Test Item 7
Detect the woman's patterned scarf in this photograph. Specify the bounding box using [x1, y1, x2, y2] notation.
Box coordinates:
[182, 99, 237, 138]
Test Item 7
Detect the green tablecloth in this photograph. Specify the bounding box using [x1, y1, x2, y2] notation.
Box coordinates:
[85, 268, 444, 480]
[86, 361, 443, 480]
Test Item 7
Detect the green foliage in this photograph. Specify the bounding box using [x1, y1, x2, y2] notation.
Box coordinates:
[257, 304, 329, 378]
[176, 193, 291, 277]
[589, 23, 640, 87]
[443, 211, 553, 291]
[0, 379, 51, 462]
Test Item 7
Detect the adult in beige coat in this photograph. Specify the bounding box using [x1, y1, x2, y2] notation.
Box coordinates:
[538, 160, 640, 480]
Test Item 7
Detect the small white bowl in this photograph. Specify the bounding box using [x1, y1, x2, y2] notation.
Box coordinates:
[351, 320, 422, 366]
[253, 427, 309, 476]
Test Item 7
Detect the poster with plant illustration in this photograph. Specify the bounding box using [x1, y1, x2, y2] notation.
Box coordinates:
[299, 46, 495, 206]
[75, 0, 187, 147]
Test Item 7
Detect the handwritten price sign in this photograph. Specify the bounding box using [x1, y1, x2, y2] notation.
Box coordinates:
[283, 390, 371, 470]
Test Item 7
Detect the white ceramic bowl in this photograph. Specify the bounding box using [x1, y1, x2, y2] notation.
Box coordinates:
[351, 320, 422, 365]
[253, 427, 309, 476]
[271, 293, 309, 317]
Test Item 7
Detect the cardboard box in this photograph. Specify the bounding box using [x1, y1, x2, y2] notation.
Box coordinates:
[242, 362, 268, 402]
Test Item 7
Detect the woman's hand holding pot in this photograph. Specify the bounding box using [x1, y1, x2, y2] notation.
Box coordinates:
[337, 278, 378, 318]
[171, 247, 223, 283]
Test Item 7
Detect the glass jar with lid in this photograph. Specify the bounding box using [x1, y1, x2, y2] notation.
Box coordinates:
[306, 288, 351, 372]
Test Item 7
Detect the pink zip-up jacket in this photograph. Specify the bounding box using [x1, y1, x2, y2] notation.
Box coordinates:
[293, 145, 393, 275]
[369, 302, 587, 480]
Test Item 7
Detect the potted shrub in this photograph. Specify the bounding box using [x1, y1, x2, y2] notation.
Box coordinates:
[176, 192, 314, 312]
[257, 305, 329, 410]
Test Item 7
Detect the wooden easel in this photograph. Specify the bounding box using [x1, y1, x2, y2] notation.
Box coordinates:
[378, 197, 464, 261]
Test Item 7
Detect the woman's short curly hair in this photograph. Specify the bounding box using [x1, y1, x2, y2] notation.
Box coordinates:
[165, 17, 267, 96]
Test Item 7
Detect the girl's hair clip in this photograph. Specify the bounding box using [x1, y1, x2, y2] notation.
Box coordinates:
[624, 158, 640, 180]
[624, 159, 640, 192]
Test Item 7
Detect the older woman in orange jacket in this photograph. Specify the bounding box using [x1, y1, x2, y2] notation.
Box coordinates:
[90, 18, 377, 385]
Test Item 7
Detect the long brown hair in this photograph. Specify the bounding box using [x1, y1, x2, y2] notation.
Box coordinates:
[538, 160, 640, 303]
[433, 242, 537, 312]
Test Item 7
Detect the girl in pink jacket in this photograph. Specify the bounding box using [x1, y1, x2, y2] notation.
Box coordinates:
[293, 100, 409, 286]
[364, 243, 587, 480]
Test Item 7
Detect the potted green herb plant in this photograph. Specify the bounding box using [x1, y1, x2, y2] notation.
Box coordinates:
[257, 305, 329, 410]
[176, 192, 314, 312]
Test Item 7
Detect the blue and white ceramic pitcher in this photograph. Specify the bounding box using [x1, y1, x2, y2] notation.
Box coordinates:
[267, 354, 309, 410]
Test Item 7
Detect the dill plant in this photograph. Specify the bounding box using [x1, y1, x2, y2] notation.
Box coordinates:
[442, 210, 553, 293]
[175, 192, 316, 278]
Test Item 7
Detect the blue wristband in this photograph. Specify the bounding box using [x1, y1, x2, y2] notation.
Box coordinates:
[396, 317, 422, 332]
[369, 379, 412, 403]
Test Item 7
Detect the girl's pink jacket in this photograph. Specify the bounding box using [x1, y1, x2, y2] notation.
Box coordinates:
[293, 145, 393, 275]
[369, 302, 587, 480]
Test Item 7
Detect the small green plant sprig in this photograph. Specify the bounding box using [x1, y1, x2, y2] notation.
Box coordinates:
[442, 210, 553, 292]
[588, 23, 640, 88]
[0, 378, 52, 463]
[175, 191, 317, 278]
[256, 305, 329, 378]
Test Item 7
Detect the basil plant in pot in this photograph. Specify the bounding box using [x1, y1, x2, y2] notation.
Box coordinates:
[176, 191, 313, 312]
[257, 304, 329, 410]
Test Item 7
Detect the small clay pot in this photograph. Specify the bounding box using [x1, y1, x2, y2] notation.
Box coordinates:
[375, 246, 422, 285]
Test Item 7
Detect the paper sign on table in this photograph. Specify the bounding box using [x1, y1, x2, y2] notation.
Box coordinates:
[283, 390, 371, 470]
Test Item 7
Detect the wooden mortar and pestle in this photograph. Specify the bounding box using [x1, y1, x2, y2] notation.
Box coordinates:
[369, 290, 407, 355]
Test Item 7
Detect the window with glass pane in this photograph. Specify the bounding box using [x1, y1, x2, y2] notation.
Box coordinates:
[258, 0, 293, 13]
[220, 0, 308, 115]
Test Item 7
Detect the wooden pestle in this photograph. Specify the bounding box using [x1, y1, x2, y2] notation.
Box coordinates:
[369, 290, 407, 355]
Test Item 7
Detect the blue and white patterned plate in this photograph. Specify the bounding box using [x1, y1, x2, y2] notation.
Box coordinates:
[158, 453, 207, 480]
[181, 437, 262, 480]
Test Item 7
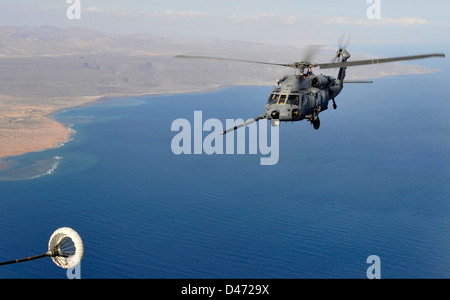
****************
Written exercise:
Can you give every line of the material above as a JSON list of strings, one string per line, with blank lines skipped and the pictures left out?

Final result:
[
  "Test Item 7",
  "Detect the woman's patterned scarf in this photograph. Specify the bounding box using [x1, y1, x2, y2] notation.",
  "Box coordinates:",
  "[182, 99, 237, 138]",
  "Test Item 7",
  "Detect the green tablecloth in this photograph. Specify the bounding box using [x1, y1, x2, y2] notation.",
  "Box coordinates:",
  "[85, 268, 444, 480]",
  "[86, 361, 443, 480]",
  "Test Item 7",
  "Detect the green foliage in this photograph. Specify the bounding box using [x1, y1, x2, y2] notation.",
  "Box coordinates:",
  "[257, 304, 329, 378]",
  "[176, 193, 291, 277]",
  "[589, 23, 640, 87]",
  "[443, 211, 553, 291]",
  "[0, 379, 51, 462]",
  "Test Item 7",
  "Detect the adult in beige coat in this photograph. Specify the bounding box using [x1, y1, x2, y2] notation.",
  "Box coordinates:",
  "[538, 160, 640, 480]",
  "Test Item 7",
  "Detect the small white bowl in this photograph. Specify the bounding box using [x1, y1, x2, y2] notation.",
  "Box coordinates:",
  "[351, 320, 422, 366]",
  "[253, 427, 309, 476]",
  "Test Item 7",
  "Detect the poster with plant illustration in this photograph. Specify the bounding box using [x1, y1, x2, y2] notation.",
  "Box coordinates:",
  "[299, 46, 495, 206]",
  "[75, 0, 187, 147]",
  "Test Item 7",
  "Detect the handwritten price sign in this photograph. Specify the bounding box using [x1, y1, x2, y2] notation.",
  "Box coordinates:",
  "[283, 390, 371, 470]",
  "Test Item 7",
  "Detect the white ceramic bowl in this photograph. Specify the bounding box using [x1, y1, x2, y2] notation.",
  "Box coordinates:",
  "[351, 320, 422, 365]",
  "[253, 427, 309, 476]",
  "[271, 293, 309, 317]",
  "Test Item 7",
  "Detect the cardboard box in this photograph. Specify the bounding box using [x1, y1, x2, y2] notation.",
  "Box coordinates:",
  "[242, 362, 268, 402]",
  "Test Item 7",
  "Detect the woman's hand holding pot in this photograph. Specify the bounding box using [x1, y1, x2, y2] notation.",
  "Box coordinates:",
  "[337, 278, 378, 318]",
  "[171, 247, 223, 283]",
  "Test Item 7",
  "Detect the glass jar with lid in this photograph. Specify the bounding box using [x1, y1, x2, y2] notation.",
  "Box coordinates:",
  "[306, 288, 351, 372]",
  "Test Item 7",
  "Detect the pink zip-up jacket in this photograph. Specify the bounding box using [x1, y1, x2, y2] notation.",
  "Box coordinates:",
  "[293, 145, 393, 275]",
  "[369, 302, 587, 480]",
  "Test Item 7",
  "Detect the potted shrub in this photograph. Specify the bounding box using [x1, y1, x2, y2] notation.",
  "Box coordinates:",
  "[176, 192, 314, 312]",
  "[257, 305, 329, 410]",
  "Test Item 7",
  "Detect the wooden easel in this photograph. Specify the bounding box using [x1, y1, x2, y2] notation.",
  "Box coordinates:",
  "[378, 197, 464, 261]",
  "Test Item 7",
  "Detect the woman's short curly hair in this photograph. Specify the bounding box using [x1, y1, x2, y2] notation.",
  "Box coordinates:",
  "[165, 17, 267, 96]",
  "Test Item 7",
  "Detect the girl's hair clip in this photograph. Specify the bounding box using [x1, y1, x2, y2] notation.",
  "Box coordinates:",
  "[624, 158, 640, 180]",
  "[624, 159, 640, 192]",
  "Test Item 7",
  "Detect the older woman in orange jacket in this photograph. Specify the bounding box using [x1, y1, x2, y2] notation.",
  "Box coordinates:",
  "[90, 18, 377, 385]",
  "Test Item 7",
  "Detect the long brown hair in this photograph. Specify the bounding box using [x1, y1, x2, y2] notation.",
  "Box coordinates:",
  "[538, 160, 640, 303]",
  "[433, 242, 537, 312]",
  "Test Item 7",
  "Detect the girl in pink jacket in this photograph. Specify the bounding box using [x1, y1, x2, y2] notation.",
  "Box coordinates:",
  "[293, 100, 409, 286]",
  "[364, 243, 587, 480]",
  "Test Item 7",
  "Detect the potted green herb plant in this photograph. Specify the bounding box using [x1, y1, x2, y2] notation.",
  "Box coordinates:",
  "[257, 305, 329, 410]",
  "[176, 192, 314, 312]",
  "Test Item 7",
  "Detect the blue and white ceramic pitcher in this photograph. Specify the bounding box using [x1, y1, x2, y2] notation.",
  "Box coordinates:",
  "[267, 354, 309, 410]",
  "Test Item 7",
  "Detect the dill plant in this photograph. Specify the bounding box using [x1, y1, x2, y2] notation.",
  "Box coordinates:",
  "[442, 210, 553, 293]",
  "[175, 192, 316, 278]",
  "Test Item 7",
  "Detect the blue wristband in this photograph. Specify the bounding box using [x1, y1, x2, y2] notation.",
  "Box coordinates:",
  "[396, 317, 422, 332]",
  "[369, 379, 412, 403]",
  "Test Item 7",
  "Detect the girl's pink jacket in this photograph. Specify the bounding box using [x1, y1, x2, y2] notation.",
  "Box coordinates:",
  "[293, 145, 393, 275]",
  "[369, 302, 587, 480]",
  "Test Item 7",
  "Detect the small green plant sprig in this photograph. Specify the bounding box using [x1, y1, x2, y2] notation.",
  "Box coordinates:",
  "[442, 210, 553, 292]",
  "[588, 23, 640, 88]",
  "[0, 378, 52, 463]",
  "[175, 191, 317, 278]",
  "[256, 305, 329, 378]",
  "Test Item 7",
  "Detect the basil plant in pot in this photograph. Specify the bounding box using [x1, y1, x2, y2] notation.",
  "Box coordinates:",
  "[176, 191, 313, 312]",
  "[257, 304, 329, 410]",
  "Test Item 7",
  "Detect the small clay pot in this photograph. Specify the bounding box using [x1, y1, x2, y2] notation.",
  "Box coordinates:",
  "[375, 246, 422, 285]",
  "Test Item 7",
  "Detect the paper sign on table in this photograph. Specify the bounding box using [x1, y1, x2, y2] notation.",
  "Box coordinates:",
  "[283, 390, 371, 470]",
  "Test Item 7",
  "Detect the wooden mortar and pestle in this photograph. Specify the bounding box using [x1, y1, x2, y2] notation.",
  "Box coordinates:",
  "[369, 290, 407, 355]",
  "Test Item 7",
  "Detect the window with glass pane in this photograph. Specify the bounding box using [x1, y1, x2, y2] notation.",
  "Box coordinates:",
  "[258, 0, 293, 13]",
  "[220, 0, 308, 115]",
  "Test Item 7",
  "Detect the wooden pestle in this photograph. Specify the bounding box using [x1, y1, x2, y2] notation.",
  "Box coordinates:",
  "[369, 290, 407, 355]",
  "Test Item 7",
  "Detect the blue and white patterned plate in this photograph. Specify the bounding box using [x1, y1, x2, y2] notation.",
  "Box coordinates:",
  "[158, 453, 207, 480]",
  "[181, 437, 262, 480]",
  "Test Item 7"
]